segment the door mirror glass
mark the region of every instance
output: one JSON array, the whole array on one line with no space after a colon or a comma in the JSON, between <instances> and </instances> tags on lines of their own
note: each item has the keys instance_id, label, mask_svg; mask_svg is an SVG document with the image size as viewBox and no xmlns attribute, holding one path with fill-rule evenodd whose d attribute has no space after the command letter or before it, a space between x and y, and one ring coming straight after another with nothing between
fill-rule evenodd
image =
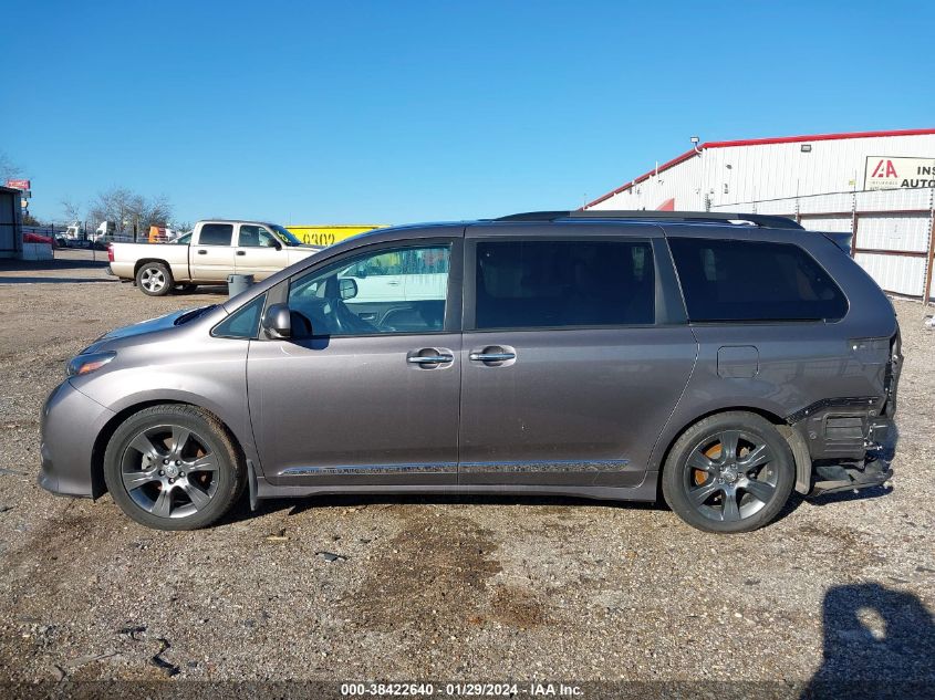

◇ ◇ ◇ ◇ ◇

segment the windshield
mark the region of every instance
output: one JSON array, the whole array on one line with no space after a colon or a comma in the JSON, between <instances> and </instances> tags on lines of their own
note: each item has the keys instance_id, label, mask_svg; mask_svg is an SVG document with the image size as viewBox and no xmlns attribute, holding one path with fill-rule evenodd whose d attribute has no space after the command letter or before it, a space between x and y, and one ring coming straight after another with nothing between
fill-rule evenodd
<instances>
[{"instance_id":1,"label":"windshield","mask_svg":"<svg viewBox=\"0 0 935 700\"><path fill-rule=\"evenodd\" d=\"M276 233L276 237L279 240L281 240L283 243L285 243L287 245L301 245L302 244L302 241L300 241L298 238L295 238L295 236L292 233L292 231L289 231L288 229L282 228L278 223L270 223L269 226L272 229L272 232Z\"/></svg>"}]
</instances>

◇ ◇ ◇ ◇ ◇

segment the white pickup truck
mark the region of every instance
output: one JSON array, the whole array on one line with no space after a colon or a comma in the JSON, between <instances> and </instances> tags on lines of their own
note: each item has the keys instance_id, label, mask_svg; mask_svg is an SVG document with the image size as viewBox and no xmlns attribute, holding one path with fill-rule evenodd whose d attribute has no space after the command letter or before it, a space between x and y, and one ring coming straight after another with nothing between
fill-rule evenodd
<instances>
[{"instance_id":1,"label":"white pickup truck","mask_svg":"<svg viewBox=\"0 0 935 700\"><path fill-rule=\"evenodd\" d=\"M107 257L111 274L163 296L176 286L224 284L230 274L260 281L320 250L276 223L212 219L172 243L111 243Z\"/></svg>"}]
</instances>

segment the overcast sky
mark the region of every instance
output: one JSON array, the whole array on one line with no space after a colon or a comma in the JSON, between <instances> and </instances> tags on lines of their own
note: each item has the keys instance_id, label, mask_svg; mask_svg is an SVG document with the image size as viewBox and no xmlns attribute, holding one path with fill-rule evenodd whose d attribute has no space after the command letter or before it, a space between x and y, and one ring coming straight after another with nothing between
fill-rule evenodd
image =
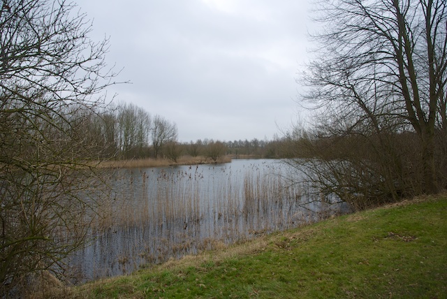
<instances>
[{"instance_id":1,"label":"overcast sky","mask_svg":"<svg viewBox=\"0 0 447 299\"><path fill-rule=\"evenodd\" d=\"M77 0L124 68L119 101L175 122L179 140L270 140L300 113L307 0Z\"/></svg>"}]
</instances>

◇ ◇ ◇ ◇ ◇

_Brief_
Please gather every line in the records above that contains the word "segment" and copy each one in full. Case counts, so match capital and lowercase letters as given.

_Result_
segment the door mirror glass
segment the windshield
segment the white pickup truck
segment the overcast sky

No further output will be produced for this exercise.